- Opening Delimiter -

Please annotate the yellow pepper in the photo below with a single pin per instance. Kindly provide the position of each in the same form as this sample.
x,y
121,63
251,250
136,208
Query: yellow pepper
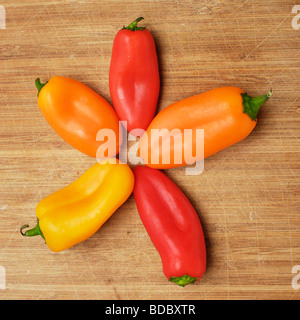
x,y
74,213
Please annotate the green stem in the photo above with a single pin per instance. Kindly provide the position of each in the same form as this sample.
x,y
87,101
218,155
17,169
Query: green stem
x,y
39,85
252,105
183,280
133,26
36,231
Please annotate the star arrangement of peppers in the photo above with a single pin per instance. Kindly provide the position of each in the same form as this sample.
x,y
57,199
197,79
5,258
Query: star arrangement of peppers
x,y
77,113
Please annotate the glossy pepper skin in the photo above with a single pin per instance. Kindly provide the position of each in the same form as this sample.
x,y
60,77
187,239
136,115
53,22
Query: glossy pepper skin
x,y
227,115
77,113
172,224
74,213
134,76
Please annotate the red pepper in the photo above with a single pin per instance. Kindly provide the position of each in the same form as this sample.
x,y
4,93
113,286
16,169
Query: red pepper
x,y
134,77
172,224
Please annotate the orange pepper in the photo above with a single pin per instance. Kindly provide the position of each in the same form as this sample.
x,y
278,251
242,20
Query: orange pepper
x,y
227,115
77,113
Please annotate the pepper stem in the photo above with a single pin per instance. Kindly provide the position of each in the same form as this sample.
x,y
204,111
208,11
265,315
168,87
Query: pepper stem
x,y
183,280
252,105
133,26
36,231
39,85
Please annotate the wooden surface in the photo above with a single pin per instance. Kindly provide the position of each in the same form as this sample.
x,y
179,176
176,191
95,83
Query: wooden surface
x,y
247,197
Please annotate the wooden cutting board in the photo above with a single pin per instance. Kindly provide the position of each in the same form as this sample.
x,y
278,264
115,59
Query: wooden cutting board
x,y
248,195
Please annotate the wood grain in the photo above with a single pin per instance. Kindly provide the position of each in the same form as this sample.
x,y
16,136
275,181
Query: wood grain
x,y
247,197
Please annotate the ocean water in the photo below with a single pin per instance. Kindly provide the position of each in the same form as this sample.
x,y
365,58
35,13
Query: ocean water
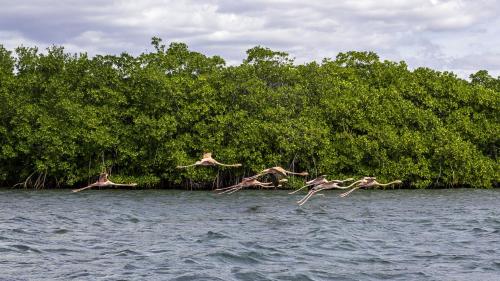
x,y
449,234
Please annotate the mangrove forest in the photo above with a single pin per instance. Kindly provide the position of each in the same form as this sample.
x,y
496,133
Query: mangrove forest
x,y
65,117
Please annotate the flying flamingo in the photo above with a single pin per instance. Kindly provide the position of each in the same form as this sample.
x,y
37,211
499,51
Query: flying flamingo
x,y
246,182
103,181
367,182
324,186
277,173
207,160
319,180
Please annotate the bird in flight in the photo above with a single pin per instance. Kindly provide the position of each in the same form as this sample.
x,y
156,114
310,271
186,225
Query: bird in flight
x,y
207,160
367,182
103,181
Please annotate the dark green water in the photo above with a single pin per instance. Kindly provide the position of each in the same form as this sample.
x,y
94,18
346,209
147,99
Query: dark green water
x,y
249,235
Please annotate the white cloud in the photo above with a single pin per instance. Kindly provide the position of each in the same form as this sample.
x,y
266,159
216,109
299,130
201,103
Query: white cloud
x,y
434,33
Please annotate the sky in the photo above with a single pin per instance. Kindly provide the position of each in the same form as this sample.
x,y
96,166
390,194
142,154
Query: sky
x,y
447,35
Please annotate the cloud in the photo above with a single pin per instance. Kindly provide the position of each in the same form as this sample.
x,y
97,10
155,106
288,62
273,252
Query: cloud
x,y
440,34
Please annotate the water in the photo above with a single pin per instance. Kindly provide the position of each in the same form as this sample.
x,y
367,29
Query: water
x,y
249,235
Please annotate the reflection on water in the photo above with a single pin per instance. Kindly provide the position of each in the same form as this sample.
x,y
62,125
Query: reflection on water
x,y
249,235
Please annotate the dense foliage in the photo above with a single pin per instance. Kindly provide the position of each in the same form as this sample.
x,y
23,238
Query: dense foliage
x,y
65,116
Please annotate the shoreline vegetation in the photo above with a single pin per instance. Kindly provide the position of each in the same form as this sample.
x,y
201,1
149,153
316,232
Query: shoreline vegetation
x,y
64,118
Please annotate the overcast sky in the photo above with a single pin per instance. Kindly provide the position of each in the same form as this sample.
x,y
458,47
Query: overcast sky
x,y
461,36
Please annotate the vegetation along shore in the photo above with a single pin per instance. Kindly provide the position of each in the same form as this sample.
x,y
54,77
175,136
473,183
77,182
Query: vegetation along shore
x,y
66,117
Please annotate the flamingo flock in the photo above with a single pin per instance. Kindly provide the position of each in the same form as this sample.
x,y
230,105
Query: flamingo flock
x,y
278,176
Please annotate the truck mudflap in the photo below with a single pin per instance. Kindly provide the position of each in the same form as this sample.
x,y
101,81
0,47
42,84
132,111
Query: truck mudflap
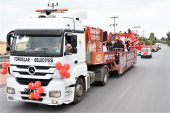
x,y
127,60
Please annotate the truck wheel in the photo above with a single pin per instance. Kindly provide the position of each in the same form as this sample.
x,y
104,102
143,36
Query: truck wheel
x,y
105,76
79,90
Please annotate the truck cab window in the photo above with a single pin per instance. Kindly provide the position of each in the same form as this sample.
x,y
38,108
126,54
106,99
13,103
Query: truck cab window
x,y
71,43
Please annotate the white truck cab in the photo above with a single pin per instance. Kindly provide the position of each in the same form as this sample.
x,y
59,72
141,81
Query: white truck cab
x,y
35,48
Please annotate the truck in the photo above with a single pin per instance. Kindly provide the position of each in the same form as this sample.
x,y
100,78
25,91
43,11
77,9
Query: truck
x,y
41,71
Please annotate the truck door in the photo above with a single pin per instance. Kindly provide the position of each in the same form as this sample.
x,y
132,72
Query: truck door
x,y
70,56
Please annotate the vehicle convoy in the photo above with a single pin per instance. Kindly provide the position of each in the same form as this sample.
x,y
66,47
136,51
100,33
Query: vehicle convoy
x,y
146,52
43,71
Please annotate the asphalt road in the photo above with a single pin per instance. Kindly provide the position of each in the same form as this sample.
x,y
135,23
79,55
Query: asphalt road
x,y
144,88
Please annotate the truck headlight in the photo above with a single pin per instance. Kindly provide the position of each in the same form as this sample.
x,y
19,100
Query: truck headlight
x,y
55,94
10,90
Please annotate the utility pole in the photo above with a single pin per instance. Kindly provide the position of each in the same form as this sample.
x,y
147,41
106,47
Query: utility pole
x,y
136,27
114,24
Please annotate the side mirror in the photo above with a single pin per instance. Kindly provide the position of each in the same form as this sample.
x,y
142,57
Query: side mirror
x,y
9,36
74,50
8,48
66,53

- Closing Delimiter -
- Opening Delimiter -

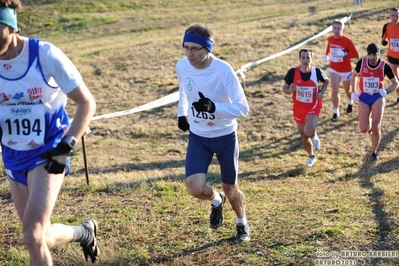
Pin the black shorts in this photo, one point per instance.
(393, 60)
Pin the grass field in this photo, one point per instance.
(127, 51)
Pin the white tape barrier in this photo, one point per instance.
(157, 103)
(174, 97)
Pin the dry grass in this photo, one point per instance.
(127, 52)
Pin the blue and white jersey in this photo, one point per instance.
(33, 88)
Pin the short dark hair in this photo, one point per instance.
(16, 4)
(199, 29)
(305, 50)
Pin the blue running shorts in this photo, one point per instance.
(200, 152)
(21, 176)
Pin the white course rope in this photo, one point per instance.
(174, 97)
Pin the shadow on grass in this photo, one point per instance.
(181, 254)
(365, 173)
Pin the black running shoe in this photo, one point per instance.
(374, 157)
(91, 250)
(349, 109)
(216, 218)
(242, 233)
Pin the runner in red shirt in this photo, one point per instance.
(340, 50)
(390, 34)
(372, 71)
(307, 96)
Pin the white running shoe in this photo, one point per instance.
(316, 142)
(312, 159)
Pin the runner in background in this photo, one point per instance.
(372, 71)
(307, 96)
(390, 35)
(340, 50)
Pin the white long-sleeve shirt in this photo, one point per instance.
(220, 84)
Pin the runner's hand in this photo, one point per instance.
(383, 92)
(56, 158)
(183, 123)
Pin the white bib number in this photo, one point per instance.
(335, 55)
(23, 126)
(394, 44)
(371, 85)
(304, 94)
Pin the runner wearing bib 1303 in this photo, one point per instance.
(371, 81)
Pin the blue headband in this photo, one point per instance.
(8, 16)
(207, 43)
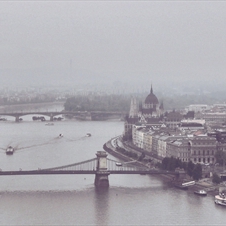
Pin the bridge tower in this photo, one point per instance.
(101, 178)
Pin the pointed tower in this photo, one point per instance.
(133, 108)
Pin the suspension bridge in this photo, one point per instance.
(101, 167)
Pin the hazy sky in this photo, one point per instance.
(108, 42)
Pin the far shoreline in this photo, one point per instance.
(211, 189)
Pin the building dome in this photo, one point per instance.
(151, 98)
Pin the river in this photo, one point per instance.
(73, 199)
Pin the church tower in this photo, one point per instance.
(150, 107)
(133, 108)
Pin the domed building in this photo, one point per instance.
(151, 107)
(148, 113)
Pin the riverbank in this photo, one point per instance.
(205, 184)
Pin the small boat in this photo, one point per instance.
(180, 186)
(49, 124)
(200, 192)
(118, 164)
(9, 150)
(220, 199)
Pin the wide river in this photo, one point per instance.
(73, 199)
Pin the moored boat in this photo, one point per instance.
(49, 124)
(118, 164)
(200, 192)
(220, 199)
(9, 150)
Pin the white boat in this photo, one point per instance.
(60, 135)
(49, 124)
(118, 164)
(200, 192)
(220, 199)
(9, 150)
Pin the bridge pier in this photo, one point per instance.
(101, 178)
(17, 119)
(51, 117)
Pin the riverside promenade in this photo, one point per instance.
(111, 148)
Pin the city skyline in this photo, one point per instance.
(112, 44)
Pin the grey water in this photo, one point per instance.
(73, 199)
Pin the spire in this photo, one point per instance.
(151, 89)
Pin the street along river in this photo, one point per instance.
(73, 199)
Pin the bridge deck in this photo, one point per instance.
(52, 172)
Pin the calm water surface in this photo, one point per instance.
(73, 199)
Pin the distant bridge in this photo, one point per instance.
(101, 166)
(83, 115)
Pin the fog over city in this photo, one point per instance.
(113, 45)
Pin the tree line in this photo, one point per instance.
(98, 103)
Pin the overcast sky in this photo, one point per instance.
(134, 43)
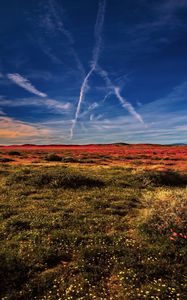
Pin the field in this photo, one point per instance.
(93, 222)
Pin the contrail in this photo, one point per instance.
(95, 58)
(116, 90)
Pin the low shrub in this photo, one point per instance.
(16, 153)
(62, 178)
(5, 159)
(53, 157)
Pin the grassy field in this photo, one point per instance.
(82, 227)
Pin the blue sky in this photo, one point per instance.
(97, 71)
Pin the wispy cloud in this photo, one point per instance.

- Closing Delimiter -

» Instructions to follow: Every line above in which the word "below" occurs is to be copied.

» Reply to the exercise:
Please annotate the yellow pepper in the photo below with a single pin per instance. Kindly provide the position of each in the same form as this sample.
Please annotate the ocean water in the photo below with a single pin per instance. Kindly provide the position of each in the same form as this sample.
Please annotate the truck mudflap in the photo below with a single pin per instance. Kindly provide the position of each in the same form as this sample.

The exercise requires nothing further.